## SET EXERCISE
In the items below, copy every line from the line with "Practice step: locate the red mitten" to the line with "point(265, 191)", and shift each coordinate by adding 53 to both its x and its y value. Leave all other text in those lines unchanged.

** start LISTED RECORDS **

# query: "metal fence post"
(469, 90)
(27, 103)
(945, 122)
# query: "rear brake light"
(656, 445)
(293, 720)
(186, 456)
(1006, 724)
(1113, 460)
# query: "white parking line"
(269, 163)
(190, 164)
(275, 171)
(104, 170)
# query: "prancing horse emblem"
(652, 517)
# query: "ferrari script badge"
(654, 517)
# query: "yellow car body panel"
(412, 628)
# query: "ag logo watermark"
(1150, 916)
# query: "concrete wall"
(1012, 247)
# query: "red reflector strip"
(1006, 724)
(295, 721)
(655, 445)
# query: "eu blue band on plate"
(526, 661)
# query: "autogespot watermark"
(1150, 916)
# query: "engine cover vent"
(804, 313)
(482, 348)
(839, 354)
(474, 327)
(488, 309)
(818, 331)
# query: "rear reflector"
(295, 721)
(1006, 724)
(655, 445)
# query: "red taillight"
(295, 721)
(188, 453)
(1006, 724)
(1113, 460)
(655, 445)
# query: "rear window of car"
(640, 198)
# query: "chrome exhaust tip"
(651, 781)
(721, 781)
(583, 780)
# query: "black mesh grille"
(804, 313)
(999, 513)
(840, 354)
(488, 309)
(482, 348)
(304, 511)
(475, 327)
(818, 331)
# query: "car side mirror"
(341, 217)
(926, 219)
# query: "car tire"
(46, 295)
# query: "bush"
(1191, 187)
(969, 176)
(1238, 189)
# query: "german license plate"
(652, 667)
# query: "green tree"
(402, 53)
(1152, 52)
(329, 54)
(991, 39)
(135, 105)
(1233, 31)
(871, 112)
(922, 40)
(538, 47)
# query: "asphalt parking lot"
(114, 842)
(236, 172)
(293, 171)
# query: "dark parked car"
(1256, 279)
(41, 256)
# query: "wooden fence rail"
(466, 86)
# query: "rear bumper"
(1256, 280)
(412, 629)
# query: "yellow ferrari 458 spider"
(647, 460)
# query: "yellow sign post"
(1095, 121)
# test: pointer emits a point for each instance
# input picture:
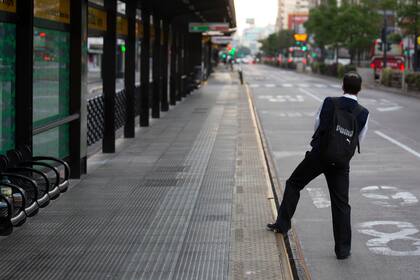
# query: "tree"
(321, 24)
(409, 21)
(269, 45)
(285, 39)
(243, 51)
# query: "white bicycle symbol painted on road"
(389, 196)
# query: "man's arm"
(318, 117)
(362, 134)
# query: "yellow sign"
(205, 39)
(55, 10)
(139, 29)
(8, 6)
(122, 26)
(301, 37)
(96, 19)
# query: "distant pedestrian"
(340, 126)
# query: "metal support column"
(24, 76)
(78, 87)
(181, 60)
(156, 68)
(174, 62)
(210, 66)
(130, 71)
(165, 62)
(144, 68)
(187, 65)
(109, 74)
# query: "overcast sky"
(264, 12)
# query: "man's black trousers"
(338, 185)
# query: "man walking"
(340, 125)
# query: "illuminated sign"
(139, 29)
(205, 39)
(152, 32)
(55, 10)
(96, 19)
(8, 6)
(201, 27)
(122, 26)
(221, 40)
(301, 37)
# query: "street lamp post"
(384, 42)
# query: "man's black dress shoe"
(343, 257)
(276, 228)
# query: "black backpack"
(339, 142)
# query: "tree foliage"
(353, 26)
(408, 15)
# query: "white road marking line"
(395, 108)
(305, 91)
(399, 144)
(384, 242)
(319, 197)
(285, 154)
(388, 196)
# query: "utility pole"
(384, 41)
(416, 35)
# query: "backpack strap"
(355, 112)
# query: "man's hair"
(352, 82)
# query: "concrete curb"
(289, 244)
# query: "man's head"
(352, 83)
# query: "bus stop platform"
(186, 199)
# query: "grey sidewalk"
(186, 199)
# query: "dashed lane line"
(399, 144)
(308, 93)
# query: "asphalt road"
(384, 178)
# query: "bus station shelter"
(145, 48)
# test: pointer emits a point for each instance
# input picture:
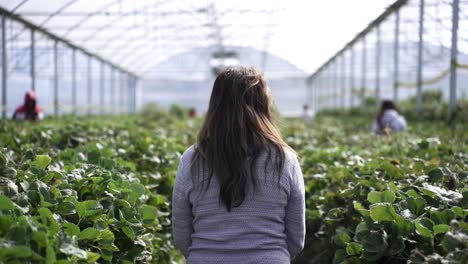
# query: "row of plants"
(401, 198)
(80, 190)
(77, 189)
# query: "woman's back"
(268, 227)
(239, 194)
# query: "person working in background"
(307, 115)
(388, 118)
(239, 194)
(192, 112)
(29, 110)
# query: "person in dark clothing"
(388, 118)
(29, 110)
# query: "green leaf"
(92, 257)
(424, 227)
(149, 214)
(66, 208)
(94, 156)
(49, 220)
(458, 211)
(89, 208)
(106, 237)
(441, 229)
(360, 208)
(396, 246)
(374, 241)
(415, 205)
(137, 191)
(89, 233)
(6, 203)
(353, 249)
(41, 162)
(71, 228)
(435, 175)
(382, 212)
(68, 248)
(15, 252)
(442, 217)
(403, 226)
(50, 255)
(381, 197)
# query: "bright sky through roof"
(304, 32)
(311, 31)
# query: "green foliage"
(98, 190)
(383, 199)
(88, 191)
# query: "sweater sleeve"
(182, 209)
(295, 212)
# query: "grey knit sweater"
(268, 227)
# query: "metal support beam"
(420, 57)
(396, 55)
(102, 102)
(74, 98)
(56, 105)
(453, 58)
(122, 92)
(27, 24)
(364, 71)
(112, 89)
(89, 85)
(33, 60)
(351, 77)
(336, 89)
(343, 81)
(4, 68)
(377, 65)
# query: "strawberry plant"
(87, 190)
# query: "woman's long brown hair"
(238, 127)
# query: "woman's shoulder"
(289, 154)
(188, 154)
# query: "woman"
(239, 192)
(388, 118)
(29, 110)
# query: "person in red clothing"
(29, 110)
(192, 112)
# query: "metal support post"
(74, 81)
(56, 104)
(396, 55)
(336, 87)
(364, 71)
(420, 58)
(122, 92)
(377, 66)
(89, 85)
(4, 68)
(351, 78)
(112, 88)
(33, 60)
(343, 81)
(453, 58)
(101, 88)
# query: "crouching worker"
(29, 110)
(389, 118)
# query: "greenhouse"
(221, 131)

** end LISTED RECORDS **
** start LISTED RECORDS **

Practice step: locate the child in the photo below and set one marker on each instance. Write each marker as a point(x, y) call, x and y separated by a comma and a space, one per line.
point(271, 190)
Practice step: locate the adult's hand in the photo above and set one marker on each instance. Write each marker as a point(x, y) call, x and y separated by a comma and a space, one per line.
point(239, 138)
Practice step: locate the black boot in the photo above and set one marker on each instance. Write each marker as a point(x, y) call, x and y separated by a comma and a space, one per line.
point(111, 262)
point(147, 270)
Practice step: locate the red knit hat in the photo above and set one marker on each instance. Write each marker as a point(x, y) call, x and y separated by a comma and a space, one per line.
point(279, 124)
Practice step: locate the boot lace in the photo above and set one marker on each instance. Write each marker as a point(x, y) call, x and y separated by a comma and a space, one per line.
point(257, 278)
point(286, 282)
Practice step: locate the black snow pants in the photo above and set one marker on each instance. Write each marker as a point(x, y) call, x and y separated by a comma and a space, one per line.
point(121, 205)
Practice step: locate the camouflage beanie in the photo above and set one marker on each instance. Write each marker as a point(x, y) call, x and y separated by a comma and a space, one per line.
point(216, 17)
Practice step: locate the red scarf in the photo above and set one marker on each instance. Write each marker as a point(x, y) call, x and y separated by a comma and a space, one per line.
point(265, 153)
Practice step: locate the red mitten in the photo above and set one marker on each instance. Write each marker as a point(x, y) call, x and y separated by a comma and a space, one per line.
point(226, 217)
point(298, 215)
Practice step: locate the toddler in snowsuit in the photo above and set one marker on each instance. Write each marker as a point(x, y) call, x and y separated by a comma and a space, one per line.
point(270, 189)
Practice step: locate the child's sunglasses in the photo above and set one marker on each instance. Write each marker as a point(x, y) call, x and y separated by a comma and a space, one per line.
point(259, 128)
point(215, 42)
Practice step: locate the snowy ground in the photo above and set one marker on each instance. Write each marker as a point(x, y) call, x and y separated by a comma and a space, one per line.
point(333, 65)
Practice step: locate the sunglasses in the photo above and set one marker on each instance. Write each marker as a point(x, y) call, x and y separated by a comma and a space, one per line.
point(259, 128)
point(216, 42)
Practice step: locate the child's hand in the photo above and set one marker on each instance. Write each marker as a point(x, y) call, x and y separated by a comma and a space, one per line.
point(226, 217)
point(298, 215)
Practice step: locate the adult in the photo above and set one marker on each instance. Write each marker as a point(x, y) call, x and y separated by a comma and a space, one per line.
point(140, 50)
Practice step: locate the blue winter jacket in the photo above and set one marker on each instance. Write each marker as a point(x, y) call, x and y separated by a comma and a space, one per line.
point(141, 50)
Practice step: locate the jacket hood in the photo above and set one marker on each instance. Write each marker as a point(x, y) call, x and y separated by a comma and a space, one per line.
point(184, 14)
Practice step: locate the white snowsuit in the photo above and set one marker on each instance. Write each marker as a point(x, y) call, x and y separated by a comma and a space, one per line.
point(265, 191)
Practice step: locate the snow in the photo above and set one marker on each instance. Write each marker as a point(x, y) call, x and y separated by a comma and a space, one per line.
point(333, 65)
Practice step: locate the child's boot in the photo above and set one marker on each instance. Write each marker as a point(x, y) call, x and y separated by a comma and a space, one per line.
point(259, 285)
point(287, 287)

** end LISTED RECORDS **

## ANSWER
Practice step: locate the red mitten in the photo above and set one marker on each instance. Write each marker as a point(x, y) call, x and y separated by a comma and a space, one per line.
point(279, 270)
point(351, 268)
Practice step: locate the toddler in snowsuit in the photo above and set one marker on each instance. Write each marker as a point(x, y) call, x and y separated by a comma and a space, one per line.
point(323, 242)
Practice step: locate the child's sunglasses in the photo above and set one marker on each instance. Write each marker as a point(x, y) call, x and y separated by a comma and a space, one per line.
point(312, 181)
point(268, 95)
Practice step: locate the snowy ground in the photo above and set one marker on each instance. Write each marker as a point(x, y) call, x and y separated by a comma and a space, one per line.
point(386, 118)
Practice step: locate the sunglasses in the photo above and set one marker on each instance. Write each marker as a point(x, y) call, x and y separated by a comma and a space, one per line.
point(312, 181)
point(269, 95)
Practice step: locate the child's hand in the photo above and set one marker on each instance. Write each marker as a point(x, y) call, x and y separated by a comma and a space, one per line.
point(279, 270)
point(351, 268)
Practice step: locate the adult in the photo above and set one marker on each instance. Write each marker as a point(x, y) call, x and y separated by a comma and a space, one per line.
point(193, 103)
Practice step: locate the blue winter jacket in the photo above and set one marker on each instance. Write each marker as a point(x, y) call, x and y separated by a comma and a space, one per line.
point(194, 103)
Practice step: locate the jacket hood in the photo above and set one marker on each instance. Write each marker as a point(x, y) call, x and y separated by a comma and a space, one per line.
point(237, 67)
Practice step: locate the white snowsuit in the photo above and set one marker on each instance. Write each marker as a point(x, y) call, x and y separated by a comma and a space, one per line.
point(318, 244)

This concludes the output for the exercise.